__Data records__:
◆ ◆ ◆ ◆ ◆ ◆ ◆
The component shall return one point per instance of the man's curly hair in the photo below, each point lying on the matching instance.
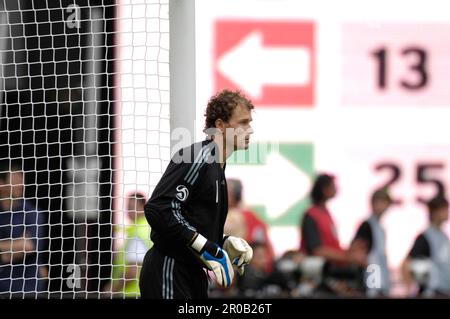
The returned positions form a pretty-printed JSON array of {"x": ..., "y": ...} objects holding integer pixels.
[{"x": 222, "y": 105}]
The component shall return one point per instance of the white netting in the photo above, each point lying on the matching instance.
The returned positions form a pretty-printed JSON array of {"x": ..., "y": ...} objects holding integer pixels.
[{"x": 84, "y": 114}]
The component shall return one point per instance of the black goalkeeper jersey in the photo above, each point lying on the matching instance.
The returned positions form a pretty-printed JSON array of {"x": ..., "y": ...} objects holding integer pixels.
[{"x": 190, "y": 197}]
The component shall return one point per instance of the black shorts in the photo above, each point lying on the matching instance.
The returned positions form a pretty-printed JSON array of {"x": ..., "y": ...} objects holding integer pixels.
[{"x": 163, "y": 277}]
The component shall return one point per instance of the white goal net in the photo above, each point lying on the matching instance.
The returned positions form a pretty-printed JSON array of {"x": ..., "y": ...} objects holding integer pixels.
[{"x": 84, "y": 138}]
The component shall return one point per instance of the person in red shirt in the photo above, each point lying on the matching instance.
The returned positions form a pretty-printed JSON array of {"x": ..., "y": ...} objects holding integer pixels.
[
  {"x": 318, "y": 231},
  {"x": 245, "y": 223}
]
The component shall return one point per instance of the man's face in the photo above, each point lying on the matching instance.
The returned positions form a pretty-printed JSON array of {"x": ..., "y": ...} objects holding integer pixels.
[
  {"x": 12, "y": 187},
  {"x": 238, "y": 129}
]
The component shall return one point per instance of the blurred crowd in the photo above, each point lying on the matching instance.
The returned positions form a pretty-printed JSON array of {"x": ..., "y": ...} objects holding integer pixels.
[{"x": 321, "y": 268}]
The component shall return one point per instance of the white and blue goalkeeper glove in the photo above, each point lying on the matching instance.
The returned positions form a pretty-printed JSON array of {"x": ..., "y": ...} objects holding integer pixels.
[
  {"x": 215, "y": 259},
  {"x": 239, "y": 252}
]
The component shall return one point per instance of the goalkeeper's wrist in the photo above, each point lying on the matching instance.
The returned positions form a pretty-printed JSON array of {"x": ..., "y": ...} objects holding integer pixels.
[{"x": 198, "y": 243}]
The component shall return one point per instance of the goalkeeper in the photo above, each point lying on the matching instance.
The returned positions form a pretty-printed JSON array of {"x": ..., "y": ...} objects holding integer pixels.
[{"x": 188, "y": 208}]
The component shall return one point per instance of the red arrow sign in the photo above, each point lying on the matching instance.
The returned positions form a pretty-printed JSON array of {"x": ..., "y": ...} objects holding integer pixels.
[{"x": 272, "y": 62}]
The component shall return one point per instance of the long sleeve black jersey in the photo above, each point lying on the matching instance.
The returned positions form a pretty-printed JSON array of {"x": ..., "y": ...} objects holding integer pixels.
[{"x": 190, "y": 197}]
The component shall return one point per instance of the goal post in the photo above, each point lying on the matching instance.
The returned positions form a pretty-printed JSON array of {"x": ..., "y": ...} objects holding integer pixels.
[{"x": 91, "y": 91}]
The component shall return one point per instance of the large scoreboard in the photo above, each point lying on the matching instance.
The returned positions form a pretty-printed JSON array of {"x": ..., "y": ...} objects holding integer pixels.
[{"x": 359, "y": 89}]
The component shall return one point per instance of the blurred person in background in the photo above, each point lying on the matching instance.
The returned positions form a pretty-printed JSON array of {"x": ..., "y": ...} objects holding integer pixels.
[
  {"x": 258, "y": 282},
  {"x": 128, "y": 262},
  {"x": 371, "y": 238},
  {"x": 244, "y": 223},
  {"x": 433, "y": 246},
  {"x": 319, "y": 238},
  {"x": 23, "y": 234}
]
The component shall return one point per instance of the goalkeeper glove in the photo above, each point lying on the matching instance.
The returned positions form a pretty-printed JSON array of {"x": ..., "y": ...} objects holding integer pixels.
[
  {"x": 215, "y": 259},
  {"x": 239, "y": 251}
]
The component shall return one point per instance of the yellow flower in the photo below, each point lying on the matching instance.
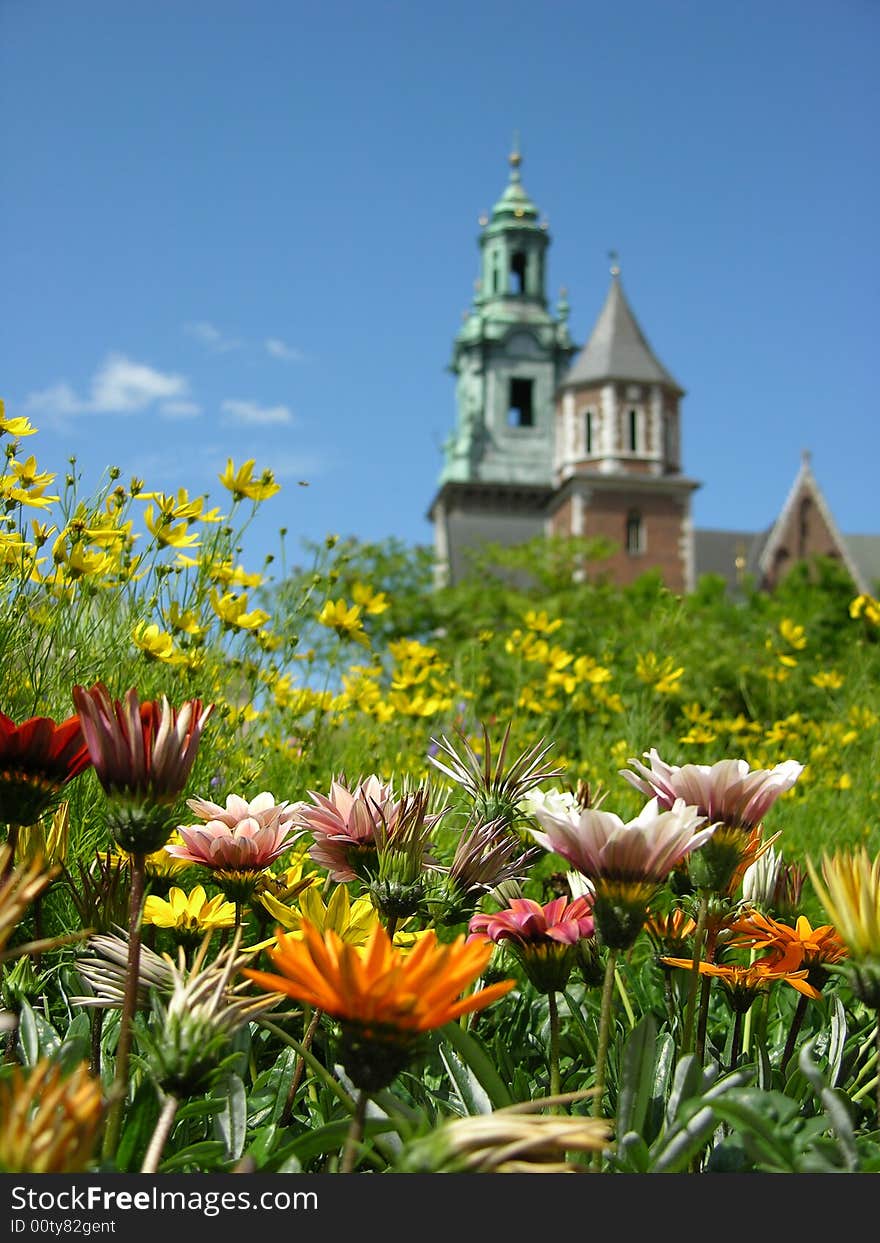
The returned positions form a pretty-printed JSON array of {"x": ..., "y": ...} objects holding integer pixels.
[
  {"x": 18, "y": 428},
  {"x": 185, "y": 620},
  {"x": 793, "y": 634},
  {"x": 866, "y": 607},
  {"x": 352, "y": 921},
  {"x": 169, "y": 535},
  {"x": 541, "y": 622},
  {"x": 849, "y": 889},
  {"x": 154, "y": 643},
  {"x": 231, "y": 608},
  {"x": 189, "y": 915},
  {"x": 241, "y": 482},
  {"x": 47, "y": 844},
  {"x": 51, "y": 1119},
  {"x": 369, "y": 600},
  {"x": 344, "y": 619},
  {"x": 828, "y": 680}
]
◆ ◆ ◆ ◆ ◆ ◆ ◆
__REQUIRED TASK__: Each entry should be repeated exactly as it appears; the pictures stay out.

__EXERCISE OUTPUT__:
The component shall return one point per instance of the man's curly hair in the photo below, each point lying on the matching instance.
The returned positions form a pretty-printed JSON array of {"x": ..., "y": ...} objects holding integer pixels.
[{"x": 222, "y": 105}]
The component shall return one point per instance of the white netting in the photo above, each point lying on the matching instance.
The returned positions form a pretty-printed JSON array of {"x": ..., "y": ...} objects holding integer pixels.
[{"x": 84, "y": 114}]
The component shall return one point per instance of the black goalkeeper jersey in the photo above, each point lying on the matching instance.
The returned positions form a pretty-printed JSON array of {"x": ..., "y": ...} objects holding integer pixels.
[{"x": 190, "y": 197}]
The component shall return one point per instance of the black shorts in the photo above, each point lying on the matching instance.
The returned positions form a pretty-printed JSON array of {"x": ..., "y": ...} objects holding integer pixels.
[{"x": 163, "y": 277}]
The component shall return one point per instance of the white goal net in the photo above, each point lying on the matching instance.
The returned positions form a pretty-printed JSON array of {"x": ..., "y": ...} objects holding integer pixels.
[{"x": 84, "y": 138}]
The component shall return one point per instance of the person in red shirt in the photo above, each point lying on the matching instance.
The returned positions form a pretty-printed JSON array of {"x": ..., "y": ...} objects holding integer pixels.
[
  {"x": 318, "y": 231},
  {"x": 245, "y": 223}
]
The component shall return one point per instance of the man's face in the photo above, each point lying on the matching instance.
The returned positions form a pretty-printed JSON array of {"x": ..., "y": ...} objects holding integer pixels.
[
  {"x": 12, "y": 187},
  {"x": 238, "y": 129}
]
The component shall return one point per instance of the blurred crowd in the photo above, each point lying on the matching instance.
The returned positions form a pretty-printed JSON array of {"x": ..., "y": ...} objects holding integer pixels.
[{"x": 321, "y": 268}]
The component shall return one point per instance of the white and blue goalkeeper glove in the photo above, each point lying on the matching instance.
The returned positions form a pretty-printed JSON array of {"x": ..., "y": ...} objects holding integer pixels.
[
  {"x": 215, "y": 259},
  {"x": 239, "y": 252}
]
The component shall return one point per instance of the goalkeeper's wrist in the photo above, each point lying on the matching instance.
The returned positions form a pretty-printed JSON array of {"x": ..., "y": ...} objects holding integer pixels.
[{"x": 198, "y": 243}]
The component shall return one point per instance of the goalkeeper in the photo above, each point lying on the matching instance.
The returned positions form a pretty-printed JSON array of {"x": ..., "y": ...} objects holding integer pixels.
[{"x": 188, "y": 208}]
The component shall return one point per instance of the red arrow sign in the photo above, each point lying on the matching instance.
The returned positions form a pretty-printed JSON array of {"x": ..., "y": ...} objects holding integer pixels.
[{"x": 272, "y": 62}]
The component shall return one point per instance of the long sleeve black jersey in the photo above, each point lying on the matching instance.
The returned positions form a pretty-printed JSON array of {"x": ..., "y": ...} objects holding integer pixels.
[{"x": 190, "y": 197}]
The component shall return one point per instance of the goal post in the photo above, each point lying on the matching instance.
The returned positions form a pretty-printed JSON array of {"x": ..., "y": ...} objects holding integer pixels.
[{"x": 91, "y": 91}]
The component shall return one point per instance of the large scoreboard in the photo above, each point lying on the matching instance.
The returned positions form a pretty-printed JSON array of {"x": ..., "y": ...} objects holding integer pixels.
[{"x": 359, "y": 89}]
The component shall return one point per instance of the blurred person in background in the photo above, each point lying on the matching instance.
The returned positions form a pretty-printed JSON array of {"x": ..., "y": ...} objects holding integer pixels.
[
  {"x": 258, "y": 282},
  {"x": 128, "y": 262},
  {"x": 371, "y": 238},
  {"x": 244, "y": 223},
  {"x": 433, "y": 246},
  {"x": 319, "y": 238},
  {"x": 23, "y": 234}
]
The component shall return one point per instance of the goalkeeper glove in the photo above, each point lying on the matching instance.
The returned positions form a pretty-printed JSON array of {"x": ..., "y": ...} objects holding integer pixels.
[
  {"x": 215, "y": 259},
  {"x": 239, "y": 251}
]
The component shall return one point per instance of the yellow flower in the photo below, each point lying on the matching instance.
The returned positions form a pretty-printed JSON array of {"x": ..., "y": ...} objects holding integer pixels.
[
  {"x": 18, "y": 428},
  {"x": 185, "y": 620},
  {"x": 793, "y": 634},
  {"x": 866, "y": 607},
  {"x": 352, "y": 921},
  {"x": 169, "y": 535},
  {"x": 541, "y": 622},
  {"x": 849, "y": 889},
  {"x": 154, "y": 643},
  {"x": 231, "y": 608},
  {"x": 189, "y": 915},
  {"x": 241, "y": 482},
  {"x": 47, "y": 844},
  {"x": 51, "y": 1119},
  {"x": 369, "y": 600},
  {"x": 344, "y": 619},
  {"x": 828, "y": 680}
]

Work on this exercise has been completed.